Page
Updating Data Retention

The data retention period determines how long File Analytics retains event data.

About this task

Follow the steps as indicated to configure data retention.

Procedure

  1. In File Analytics, click gear icon > Update Data Retention .
  2. In the Data Retention Period drop-down, select the period for data retention.
  3. Click Update .

Scanning the File System

Once enabled, File Analytics scans the metadata of all files and shares on the system. You can perform an on-demand scan of shares in your file system.

About this task

To scan shares, perform the following task.

Procedure

  1. In File Analytics, click the gear icon .
  2. In the drop-down list, click Scan File System .
  3. In the list of shares, select the target shares for the scan.
    Figure. Select Scan Targets Click to enlarge

  4. Click Scan .
    The status of the share is In Progress . Once the scan is complete, the status changes to Completed .

Deny List

Deny users, file extensions, and client IP addresses.

Jobs
- A) Copy the part of the File Analytics page word for word, starting at "Updating Data Retention" and ending after "configure data retention.".
- B) On the File Analytics page, what status does a share show once its scan is complete?

Dataset extract
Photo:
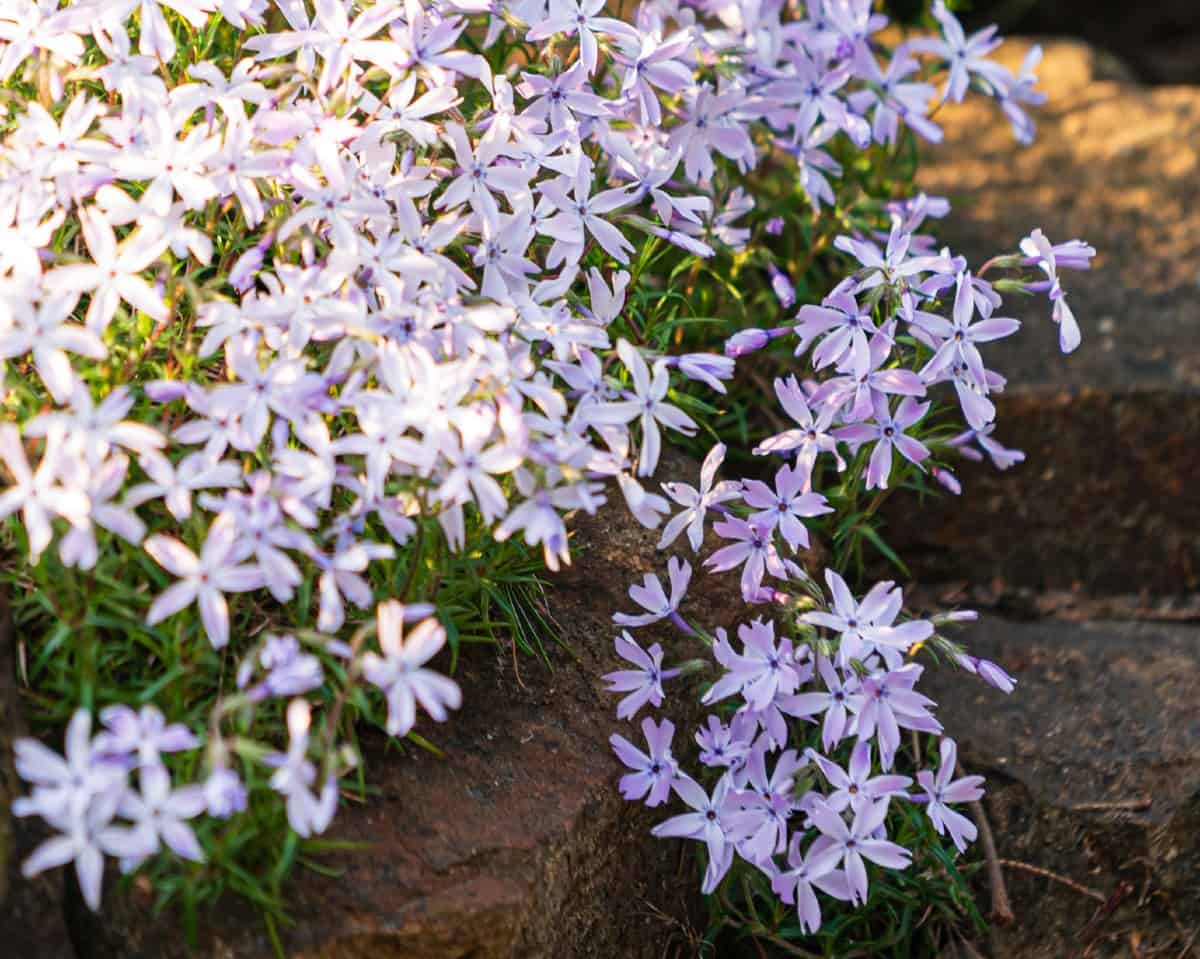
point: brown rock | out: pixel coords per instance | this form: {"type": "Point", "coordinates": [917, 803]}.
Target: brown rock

Expected results
- A)
Updating Data Retention

The data retention period determines how long File Analytics retains event data.

About this task

Follow the steps as indicated to configure data retention.

- B) Completed